Task directions. Every entry below, first to last, should be restated word for word.

Dataset extract START

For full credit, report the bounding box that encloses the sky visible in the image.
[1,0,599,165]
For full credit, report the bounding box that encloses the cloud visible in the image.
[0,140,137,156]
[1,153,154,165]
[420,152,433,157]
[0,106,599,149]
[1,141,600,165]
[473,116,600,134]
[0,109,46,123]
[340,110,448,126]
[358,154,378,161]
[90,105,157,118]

Dataset extract END

Written response.
For full credit, report the bounding box that encloses the sky visible in the image.
[1,0,599,165]
For full credit, report the bounding box that encloses the cloud visible in the image.
[0,140,137,156]
[1,153,154,165]
[420,152,433,157]
[0,106,599,149]
[1,141,600,165]
[473,116,600,134]
[0,109,46,123]
[340,110,448,126]
[358,154,378,161]
[90,105,157,118]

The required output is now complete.